▸ The task
Copy out the lines below word for word, leaving out the pictures.

▸ Information provided
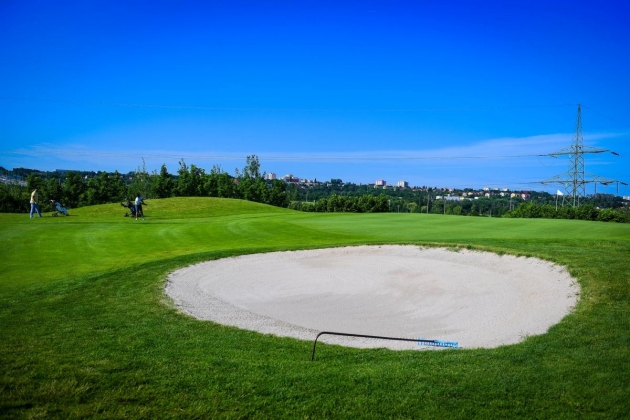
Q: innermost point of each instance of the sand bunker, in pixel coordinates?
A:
(478, 299)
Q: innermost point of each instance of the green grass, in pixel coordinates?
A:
(86, 331)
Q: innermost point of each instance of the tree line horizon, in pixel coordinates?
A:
(72, 190)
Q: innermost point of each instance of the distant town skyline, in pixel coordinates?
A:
(459, 94)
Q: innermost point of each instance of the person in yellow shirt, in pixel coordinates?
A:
(34, 204)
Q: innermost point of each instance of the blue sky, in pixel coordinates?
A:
(437, 93)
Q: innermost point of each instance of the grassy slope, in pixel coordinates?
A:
(86, 330)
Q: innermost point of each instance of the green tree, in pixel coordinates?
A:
(73, 186)
(164, 184)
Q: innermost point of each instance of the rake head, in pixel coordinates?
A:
(437, 343)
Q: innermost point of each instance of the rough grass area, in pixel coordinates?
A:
(87, 332)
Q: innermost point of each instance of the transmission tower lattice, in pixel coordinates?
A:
(574, 180)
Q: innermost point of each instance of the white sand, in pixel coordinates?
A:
(478, 299)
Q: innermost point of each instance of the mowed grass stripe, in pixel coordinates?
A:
(90, 334)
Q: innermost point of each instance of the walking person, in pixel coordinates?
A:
(34, 203)
(138, 203)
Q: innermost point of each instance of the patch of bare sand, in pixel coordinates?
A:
(478, 299)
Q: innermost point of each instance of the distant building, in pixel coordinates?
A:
(290, 178)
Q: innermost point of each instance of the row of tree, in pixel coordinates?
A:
(348, 204)
(76, 191)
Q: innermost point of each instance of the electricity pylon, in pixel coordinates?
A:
(575, 179)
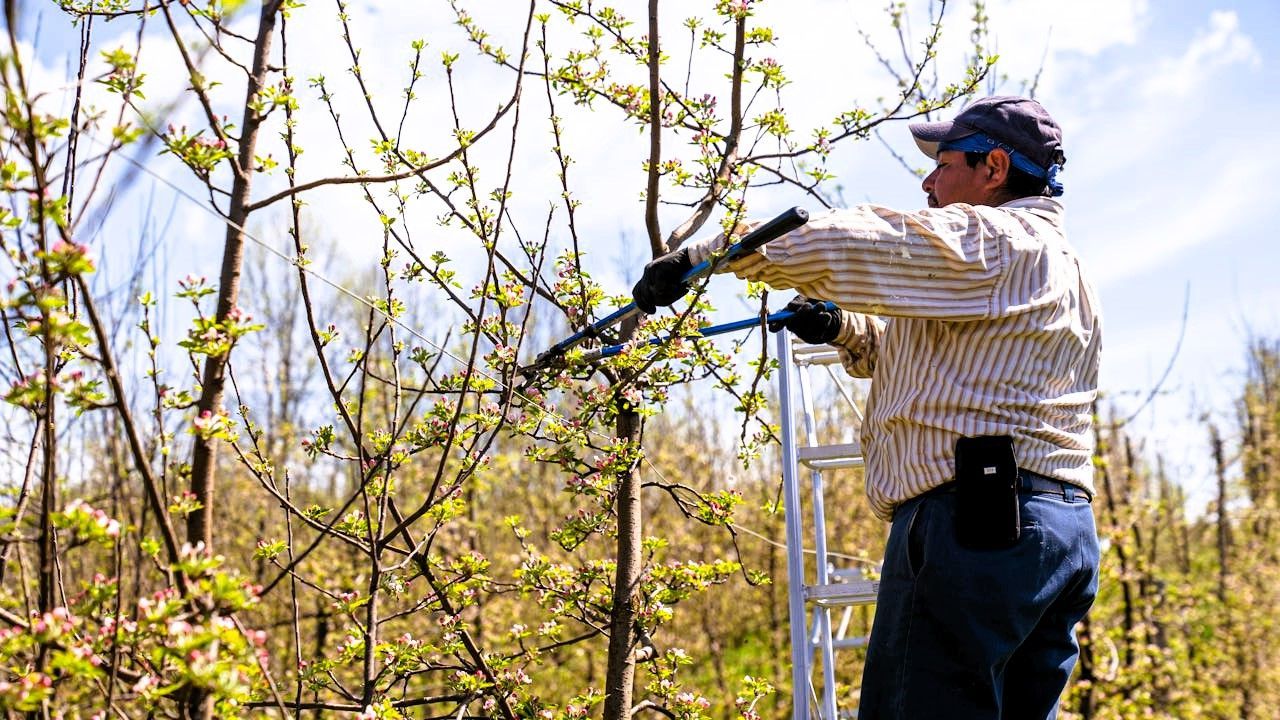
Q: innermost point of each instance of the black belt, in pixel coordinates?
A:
(1034, 483)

▸ Completed exercise
Q: innermost point of each instance of the sand bunker, in pixel coordinates?
A:
(478, 299)
Q: innermost point of each instance of the green grass, in pixel coordinates?
A:
(86, 331)
Q: innermost point of each instance of the tree line horizon, in pixel coordinates?
A:
(72, 190)
Q: innermost point of each instance of the distant town skyline, in pixel coordinates?
A:
(459, 94)
Q: innermost point of each instance of the person in yellow shirt, in pixel coordinates?
A:
(34, 204)
Q: innermost point of each instance of the blue sky, in pixel coordinates?
A:
(437, 93)
Q: innermost point of each instance of the grassy slope, in pixel coordinates?
A:
(86, 330)
Q: innermost point of each instance of the green tree, in pixel coordinates?
A:
(73, 186)
(164, 184)
Q: innermost point of each instance of the rake head, in pixel coordinates?
A:
(437, 343)
Q: innermost point of each instance of the rough grass area, in pixel coordinates?
A:
(87, 332)
Q: innermost point of each instance of the transmission tower lattice, in pixel coordinates?
A:
(574, 180)
Q: innermost point of each instance of the white sand, in pixel coordinates?
A:
(478, 299)
Q: innermost point of each instance of the mowed grass stripe, in pixel coordinates?
A:
(90, 334)
Q: innermost point of each instance of the walking person, in pixel coordinates?
A:
(34, 203)
(138, 203)
Q: innermost point of each instance of the patch of bare sand, in pixel coordinates?
A:
(478, 299)
Q: innermost point of each instance of the distant building, in pixel coordinates?
A:
(290, 178)
Q: innermost point of each instance of the row of tree, in pixel coordinates?
A:
(348, 204)
(76, 191)
Q: innermost point of each instance of the electricity pylon, in pixel coordinates?
A:
(575, 179)
Q: innermost point of each instance of the black belt, in pixel coordinates?
A:
(1034, 483)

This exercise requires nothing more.